- [Aim of the task]: Please render the records below as a Markdown table with the columns Row and Line, from the start of the records up to and including the line with "top-left (114, 97), bottom-right (215, 276)". Skip blank lines and leave the pictures out.

- [Data supplied]:
——

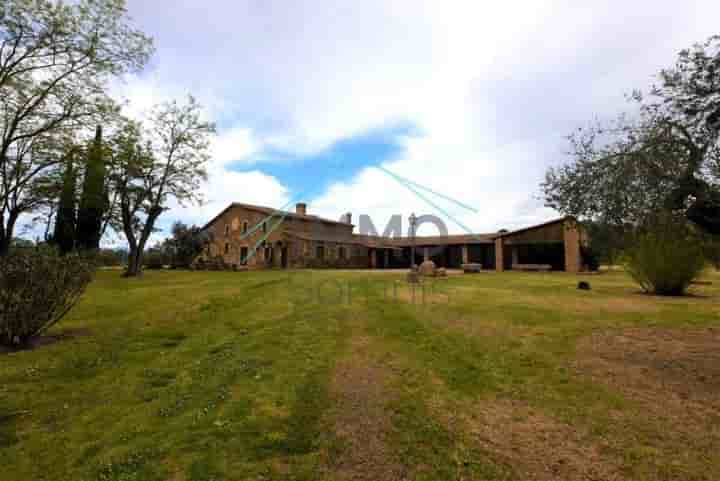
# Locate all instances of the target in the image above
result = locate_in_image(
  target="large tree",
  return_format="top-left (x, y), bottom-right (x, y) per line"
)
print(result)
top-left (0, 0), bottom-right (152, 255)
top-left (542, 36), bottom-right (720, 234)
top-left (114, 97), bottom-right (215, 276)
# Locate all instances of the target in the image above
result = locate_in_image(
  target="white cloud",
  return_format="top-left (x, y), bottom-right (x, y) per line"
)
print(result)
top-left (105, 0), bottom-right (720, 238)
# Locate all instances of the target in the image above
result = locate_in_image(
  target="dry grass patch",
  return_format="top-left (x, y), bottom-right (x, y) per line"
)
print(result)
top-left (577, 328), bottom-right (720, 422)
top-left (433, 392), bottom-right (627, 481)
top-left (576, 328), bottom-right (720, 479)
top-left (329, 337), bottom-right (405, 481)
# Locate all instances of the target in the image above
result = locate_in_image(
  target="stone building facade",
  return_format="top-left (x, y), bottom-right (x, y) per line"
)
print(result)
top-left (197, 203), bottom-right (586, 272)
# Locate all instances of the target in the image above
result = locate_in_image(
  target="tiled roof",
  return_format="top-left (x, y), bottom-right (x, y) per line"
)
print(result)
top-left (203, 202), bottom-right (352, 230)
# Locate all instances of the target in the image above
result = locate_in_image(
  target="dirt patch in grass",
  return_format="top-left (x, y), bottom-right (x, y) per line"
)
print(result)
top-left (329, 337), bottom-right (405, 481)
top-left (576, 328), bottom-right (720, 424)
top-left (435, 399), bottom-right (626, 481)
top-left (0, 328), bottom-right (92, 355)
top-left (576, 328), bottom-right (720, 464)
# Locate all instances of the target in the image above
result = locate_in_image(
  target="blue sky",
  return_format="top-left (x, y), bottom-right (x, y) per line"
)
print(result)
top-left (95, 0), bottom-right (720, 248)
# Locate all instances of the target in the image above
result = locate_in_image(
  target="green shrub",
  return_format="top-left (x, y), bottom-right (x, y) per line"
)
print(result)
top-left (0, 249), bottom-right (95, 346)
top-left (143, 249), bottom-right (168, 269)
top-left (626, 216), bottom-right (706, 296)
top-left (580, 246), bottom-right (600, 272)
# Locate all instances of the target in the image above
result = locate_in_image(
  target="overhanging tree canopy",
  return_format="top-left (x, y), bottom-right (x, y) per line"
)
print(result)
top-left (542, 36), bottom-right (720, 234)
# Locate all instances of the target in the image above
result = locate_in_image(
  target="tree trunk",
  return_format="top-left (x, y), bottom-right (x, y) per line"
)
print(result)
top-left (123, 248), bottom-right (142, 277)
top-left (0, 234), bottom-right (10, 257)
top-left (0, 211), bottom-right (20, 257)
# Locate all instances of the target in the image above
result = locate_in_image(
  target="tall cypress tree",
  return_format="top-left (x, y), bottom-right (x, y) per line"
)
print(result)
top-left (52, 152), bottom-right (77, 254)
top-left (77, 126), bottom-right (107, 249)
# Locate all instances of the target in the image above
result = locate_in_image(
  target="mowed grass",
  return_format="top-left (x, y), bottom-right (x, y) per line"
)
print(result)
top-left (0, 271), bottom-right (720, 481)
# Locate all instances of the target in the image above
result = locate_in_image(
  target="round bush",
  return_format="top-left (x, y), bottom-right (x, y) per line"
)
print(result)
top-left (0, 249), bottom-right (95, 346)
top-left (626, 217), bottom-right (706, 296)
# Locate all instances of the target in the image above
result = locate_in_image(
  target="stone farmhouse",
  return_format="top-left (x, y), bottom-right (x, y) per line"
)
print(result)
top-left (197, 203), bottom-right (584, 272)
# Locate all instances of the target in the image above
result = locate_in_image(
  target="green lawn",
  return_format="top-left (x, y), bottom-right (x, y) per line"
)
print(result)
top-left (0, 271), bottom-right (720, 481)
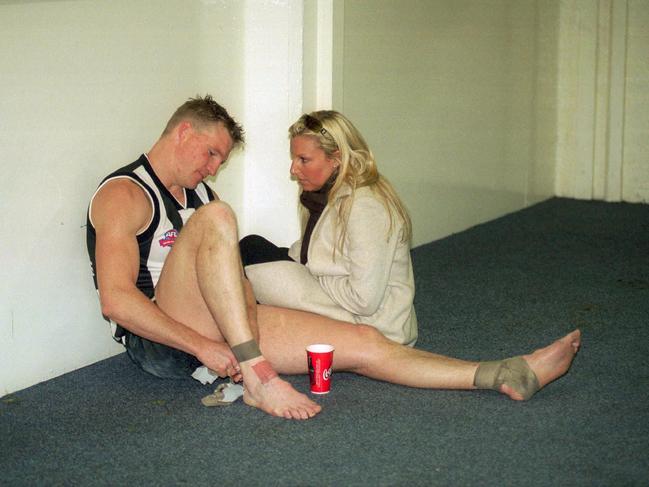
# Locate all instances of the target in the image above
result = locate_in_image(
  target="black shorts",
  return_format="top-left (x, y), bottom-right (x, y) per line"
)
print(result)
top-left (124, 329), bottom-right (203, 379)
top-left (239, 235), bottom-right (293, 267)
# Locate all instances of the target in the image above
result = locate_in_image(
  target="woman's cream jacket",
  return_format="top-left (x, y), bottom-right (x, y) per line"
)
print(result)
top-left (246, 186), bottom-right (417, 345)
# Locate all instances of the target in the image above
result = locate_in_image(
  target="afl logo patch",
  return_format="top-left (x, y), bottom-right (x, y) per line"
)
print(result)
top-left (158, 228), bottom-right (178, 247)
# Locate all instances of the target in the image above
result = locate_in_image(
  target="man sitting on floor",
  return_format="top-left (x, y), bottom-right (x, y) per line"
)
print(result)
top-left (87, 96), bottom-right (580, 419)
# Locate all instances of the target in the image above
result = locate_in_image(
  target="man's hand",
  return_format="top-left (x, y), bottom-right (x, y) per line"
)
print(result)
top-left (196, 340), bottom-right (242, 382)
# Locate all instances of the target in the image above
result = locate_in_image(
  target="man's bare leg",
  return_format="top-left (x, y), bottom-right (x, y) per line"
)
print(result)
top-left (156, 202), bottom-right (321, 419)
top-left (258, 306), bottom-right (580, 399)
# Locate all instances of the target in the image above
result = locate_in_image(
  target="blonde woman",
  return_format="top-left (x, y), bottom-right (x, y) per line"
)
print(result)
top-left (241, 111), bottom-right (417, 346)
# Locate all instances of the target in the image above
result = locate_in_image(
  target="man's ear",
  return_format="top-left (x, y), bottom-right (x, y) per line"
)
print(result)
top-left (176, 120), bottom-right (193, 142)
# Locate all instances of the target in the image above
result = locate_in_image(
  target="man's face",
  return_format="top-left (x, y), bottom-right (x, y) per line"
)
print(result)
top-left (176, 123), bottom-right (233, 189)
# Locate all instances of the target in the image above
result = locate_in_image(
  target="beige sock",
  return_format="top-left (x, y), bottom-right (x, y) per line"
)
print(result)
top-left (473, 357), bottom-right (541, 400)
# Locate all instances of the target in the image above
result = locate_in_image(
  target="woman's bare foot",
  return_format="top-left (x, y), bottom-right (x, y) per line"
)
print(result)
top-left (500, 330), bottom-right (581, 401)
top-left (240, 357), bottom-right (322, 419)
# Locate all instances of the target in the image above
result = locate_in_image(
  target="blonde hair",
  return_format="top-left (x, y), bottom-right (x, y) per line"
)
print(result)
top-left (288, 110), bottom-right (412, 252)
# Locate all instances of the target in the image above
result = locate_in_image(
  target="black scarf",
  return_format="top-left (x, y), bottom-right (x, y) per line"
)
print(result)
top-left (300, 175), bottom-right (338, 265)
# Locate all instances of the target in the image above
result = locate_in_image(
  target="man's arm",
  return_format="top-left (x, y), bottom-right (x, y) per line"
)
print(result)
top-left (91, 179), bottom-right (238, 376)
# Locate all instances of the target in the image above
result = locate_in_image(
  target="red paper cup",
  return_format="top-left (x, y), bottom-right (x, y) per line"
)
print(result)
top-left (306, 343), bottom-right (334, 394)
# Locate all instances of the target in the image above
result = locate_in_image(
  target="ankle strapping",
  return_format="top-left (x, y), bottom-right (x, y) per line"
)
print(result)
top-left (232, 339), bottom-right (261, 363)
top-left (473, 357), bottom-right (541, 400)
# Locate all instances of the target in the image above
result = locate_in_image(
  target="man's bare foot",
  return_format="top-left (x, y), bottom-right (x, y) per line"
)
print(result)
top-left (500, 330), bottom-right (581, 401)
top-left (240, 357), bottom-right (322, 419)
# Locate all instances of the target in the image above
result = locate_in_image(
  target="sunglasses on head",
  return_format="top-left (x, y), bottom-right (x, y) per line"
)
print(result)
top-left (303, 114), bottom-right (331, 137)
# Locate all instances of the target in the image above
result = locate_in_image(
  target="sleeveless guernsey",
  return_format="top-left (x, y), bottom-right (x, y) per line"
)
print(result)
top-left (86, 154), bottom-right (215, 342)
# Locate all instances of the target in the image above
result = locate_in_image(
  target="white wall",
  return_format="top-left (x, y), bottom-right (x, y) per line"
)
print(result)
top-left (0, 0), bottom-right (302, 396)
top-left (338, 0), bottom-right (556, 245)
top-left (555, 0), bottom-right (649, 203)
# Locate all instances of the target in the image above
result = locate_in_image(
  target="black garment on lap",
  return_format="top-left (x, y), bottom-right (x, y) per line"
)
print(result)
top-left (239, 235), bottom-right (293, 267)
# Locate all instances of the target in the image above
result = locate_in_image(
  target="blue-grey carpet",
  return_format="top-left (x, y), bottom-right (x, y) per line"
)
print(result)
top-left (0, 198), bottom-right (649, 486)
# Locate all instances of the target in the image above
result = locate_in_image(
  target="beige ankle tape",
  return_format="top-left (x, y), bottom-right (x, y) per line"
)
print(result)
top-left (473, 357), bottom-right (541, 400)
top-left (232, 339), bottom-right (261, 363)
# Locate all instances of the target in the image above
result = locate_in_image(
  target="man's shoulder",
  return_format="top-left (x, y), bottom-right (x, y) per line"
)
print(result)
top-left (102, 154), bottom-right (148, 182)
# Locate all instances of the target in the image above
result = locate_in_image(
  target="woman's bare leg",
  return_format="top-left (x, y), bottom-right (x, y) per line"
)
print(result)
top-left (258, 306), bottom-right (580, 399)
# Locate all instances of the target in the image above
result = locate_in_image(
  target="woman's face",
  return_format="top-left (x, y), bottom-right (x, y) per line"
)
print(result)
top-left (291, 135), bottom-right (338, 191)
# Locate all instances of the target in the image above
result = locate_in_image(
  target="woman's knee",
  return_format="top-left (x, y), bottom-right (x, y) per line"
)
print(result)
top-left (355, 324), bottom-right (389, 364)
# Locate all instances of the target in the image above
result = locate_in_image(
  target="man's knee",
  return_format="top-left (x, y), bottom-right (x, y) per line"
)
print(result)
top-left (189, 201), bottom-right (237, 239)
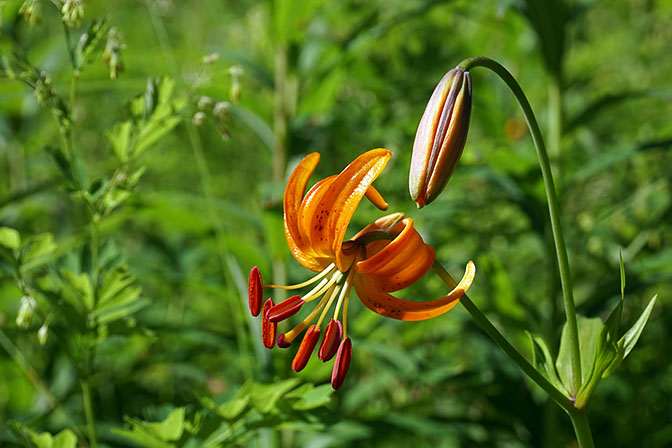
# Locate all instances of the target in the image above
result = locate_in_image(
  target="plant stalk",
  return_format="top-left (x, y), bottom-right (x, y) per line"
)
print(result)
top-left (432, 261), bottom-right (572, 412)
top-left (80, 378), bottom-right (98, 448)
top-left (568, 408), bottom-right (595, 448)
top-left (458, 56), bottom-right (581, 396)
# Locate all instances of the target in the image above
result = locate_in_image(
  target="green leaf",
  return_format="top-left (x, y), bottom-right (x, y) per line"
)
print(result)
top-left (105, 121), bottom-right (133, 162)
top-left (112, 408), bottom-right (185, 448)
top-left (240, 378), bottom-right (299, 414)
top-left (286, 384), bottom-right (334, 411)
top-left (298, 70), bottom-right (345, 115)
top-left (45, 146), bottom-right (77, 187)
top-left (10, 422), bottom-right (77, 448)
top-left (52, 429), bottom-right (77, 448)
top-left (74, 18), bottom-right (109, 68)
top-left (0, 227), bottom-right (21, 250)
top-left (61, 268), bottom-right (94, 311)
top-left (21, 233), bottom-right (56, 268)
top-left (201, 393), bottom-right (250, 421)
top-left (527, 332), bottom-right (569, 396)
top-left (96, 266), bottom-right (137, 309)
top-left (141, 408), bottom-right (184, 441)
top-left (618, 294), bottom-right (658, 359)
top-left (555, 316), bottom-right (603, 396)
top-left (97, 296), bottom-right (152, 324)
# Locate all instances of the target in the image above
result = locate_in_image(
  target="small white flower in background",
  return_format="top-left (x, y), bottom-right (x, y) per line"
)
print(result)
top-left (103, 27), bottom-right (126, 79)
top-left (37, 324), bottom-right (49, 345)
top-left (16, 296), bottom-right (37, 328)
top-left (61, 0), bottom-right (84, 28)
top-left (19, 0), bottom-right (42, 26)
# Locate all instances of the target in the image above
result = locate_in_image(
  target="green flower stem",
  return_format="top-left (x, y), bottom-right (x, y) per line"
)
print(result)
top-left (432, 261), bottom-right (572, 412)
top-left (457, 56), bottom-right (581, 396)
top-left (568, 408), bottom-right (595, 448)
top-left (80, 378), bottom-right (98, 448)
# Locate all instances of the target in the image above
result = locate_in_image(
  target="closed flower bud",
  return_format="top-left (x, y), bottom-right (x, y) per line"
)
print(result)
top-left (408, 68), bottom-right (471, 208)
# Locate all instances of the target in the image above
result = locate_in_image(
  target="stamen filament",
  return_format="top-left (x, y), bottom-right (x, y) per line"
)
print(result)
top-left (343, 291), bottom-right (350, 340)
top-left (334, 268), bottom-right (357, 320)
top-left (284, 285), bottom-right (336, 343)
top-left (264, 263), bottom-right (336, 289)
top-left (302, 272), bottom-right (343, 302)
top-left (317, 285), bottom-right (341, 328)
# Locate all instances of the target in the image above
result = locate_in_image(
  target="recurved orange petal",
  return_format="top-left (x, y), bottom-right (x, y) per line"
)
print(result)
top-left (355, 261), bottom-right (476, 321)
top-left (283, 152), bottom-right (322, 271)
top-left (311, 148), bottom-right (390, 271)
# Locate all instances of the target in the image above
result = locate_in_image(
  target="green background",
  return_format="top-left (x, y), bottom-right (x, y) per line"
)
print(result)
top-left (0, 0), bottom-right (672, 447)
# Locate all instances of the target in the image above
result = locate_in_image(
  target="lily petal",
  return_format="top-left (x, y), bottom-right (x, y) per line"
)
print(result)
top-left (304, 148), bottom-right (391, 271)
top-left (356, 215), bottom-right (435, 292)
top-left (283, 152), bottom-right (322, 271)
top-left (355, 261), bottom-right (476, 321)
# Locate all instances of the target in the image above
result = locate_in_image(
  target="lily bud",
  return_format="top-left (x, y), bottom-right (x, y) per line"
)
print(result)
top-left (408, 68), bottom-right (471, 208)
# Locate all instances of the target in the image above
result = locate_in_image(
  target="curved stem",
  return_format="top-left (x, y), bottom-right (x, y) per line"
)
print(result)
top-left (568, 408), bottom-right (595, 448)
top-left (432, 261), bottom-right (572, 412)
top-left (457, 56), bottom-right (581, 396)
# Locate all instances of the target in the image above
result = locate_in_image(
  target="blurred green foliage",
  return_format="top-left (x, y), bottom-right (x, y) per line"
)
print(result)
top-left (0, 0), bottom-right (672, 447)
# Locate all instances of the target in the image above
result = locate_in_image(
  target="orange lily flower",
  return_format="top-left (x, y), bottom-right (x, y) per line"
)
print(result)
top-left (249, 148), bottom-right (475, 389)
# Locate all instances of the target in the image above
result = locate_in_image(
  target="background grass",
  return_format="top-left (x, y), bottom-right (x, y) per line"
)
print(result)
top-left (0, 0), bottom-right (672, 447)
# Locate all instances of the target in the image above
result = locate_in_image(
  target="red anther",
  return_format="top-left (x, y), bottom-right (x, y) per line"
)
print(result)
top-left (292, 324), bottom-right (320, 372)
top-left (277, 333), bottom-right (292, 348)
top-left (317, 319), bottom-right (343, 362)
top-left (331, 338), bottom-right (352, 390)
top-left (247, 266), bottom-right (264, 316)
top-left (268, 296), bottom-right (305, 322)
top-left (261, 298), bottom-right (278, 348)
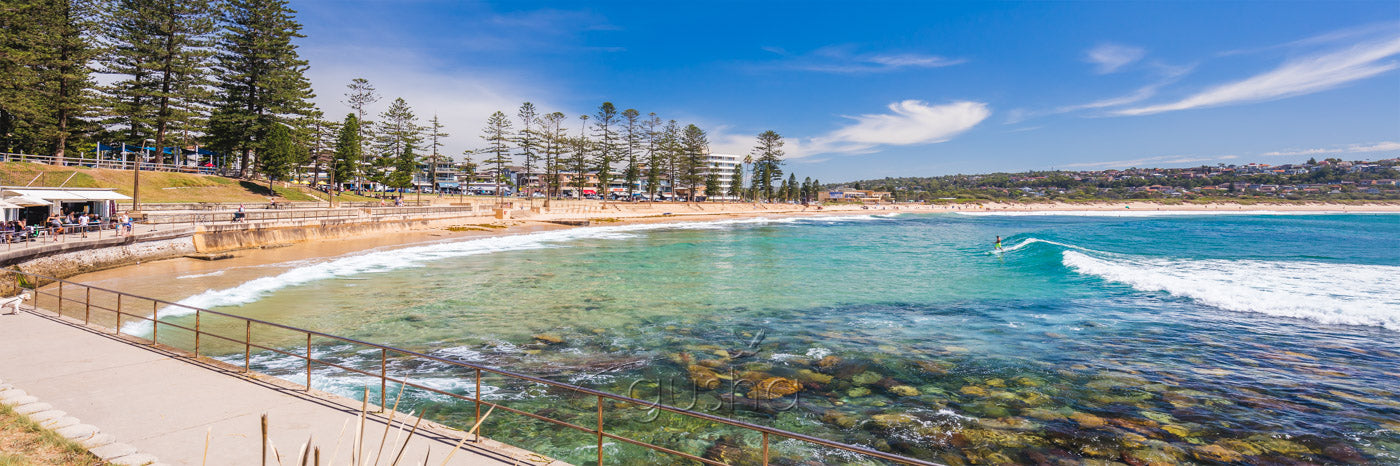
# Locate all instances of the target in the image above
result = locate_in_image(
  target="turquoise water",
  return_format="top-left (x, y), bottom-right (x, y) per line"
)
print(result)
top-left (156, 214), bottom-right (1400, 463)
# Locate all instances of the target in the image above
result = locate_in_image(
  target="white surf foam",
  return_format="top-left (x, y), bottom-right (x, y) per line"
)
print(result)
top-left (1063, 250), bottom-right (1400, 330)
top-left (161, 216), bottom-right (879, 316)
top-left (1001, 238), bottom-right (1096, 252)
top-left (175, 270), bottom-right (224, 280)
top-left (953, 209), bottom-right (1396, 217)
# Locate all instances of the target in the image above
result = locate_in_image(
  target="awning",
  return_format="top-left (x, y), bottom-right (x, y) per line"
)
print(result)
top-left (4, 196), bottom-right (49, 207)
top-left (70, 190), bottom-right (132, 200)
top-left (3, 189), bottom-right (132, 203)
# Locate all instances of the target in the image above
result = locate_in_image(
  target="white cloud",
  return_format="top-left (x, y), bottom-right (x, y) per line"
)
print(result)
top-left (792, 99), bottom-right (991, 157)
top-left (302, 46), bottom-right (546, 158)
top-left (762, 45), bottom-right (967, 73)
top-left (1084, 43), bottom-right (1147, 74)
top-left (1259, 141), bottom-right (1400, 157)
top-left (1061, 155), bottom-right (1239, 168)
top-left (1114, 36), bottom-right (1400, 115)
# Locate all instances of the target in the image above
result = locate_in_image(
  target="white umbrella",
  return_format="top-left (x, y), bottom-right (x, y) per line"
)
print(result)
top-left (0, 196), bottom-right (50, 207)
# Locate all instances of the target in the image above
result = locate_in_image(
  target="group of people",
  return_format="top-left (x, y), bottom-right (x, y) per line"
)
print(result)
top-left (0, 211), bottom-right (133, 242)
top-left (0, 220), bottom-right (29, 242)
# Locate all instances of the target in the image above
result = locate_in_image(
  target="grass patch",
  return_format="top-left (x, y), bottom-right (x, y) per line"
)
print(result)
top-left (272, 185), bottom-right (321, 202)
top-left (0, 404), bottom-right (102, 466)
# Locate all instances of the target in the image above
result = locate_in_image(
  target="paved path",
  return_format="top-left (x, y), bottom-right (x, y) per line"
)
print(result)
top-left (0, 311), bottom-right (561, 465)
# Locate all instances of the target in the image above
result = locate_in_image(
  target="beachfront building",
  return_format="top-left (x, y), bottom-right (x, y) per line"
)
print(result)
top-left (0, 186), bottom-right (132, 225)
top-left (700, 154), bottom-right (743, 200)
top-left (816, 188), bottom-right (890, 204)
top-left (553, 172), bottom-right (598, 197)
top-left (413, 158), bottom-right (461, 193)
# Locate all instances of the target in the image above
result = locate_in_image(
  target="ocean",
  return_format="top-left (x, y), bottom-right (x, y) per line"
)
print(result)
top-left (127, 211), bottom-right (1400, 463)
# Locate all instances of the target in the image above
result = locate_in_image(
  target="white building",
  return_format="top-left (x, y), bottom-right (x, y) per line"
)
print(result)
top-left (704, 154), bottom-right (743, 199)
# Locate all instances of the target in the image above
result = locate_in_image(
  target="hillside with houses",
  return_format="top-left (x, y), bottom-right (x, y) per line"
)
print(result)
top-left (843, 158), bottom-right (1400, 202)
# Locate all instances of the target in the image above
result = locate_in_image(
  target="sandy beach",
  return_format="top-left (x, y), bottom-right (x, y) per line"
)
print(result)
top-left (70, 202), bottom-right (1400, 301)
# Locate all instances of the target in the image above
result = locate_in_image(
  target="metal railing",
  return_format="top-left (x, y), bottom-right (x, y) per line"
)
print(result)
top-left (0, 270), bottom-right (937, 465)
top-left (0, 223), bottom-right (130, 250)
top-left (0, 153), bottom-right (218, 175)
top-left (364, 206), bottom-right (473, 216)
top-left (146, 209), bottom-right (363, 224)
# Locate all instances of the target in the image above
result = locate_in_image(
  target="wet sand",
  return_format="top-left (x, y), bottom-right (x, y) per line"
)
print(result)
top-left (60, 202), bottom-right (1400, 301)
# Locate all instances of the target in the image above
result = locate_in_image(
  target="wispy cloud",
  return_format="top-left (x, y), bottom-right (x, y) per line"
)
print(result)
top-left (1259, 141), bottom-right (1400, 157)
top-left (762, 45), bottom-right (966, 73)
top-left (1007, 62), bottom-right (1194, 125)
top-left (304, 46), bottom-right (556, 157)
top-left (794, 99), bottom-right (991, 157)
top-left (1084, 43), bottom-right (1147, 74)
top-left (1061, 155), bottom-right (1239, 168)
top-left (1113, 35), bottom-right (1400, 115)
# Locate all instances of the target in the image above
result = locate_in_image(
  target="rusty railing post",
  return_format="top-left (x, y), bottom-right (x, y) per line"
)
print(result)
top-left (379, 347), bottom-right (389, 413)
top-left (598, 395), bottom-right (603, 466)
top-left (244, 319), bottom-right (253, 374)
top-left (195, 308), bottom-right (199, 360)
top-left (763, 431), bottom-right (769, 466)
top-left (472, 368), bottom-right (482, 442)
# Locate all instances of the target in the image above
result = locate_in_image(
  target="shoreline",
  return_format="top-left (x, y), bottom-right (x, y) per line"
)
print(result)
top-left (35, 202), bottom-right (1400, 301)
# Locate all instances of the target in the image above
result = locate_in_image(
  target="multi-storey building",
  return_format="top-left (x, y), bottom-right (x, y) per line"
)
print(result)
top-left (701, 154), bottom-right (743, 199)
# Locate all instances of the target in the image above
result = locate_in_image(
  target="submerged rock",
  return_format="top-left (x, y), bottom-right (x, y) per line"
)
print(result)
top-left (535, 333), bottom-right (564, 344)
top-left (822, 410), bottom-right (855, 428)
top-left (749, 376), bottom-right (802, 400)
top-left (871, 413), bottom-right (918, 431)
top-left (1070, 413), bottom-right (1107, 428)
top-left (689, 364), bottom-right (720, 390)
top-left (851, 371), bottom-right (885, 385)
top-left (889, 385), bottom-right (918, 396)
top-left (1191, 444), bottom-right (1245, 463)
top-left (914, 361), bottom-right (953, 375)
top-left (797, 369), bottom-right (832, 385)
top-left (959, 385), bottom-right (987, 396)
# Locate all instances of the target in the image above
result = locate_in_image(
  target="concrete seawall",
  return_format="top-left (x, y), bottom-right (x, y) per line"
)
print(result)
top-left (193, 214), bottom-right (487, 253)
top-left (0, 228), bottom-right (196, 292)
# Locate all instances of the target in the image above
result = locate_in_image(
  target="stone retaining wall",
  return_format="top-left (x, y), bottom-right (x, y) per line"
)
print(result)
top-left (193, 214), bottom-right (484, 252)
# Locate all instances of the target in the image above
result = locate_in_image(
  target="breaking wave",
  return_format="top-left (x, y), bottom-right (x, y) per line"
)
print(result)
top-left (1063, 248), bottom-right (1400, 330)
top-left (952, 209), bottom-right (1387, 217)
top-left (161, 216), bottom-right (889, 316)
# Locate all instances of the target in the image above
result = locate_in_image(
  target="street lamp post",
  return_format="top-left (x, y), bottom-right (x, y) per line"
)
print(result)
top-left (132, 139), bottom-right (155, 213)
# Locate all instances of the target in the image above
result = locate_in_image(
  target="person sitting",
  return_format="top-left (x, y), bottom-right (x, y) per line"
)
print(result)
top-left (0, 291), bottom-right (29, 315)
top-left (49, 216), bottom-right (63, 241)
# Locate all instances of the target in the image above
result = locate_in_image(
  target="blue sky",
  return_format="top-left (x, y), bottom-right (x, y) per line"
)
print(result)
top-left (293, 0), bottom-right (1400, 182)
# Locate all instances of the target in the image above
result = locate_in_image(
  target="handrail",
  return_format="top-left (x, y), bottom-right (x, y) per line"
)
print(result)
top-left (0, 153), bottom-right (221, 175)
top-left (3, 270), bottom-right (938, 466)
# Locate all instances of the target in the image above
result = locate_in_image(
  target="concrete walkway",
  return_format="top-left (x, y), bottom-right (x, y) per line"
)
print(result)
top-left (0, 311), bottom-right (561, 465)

——

- [Solution]:
| Row | Line |
|---|---|
| 1 | # Locate all instances of the target in the image above |
| 2 | result = locate_in_image( |
| 3 |   target="large tree", |
| 4 |   return_format="top-left (x, y), bottom-right (x, y) per line" |
| 5 | ) |
| 6 | print(result) |
| 7 | top-left (0, 0), bottom-right (152, 255) |
| 8 | top-left (542, 36), bottom-right (720, 234) |
| 9 | top-left (114, 97), bottom-right (215, 276) |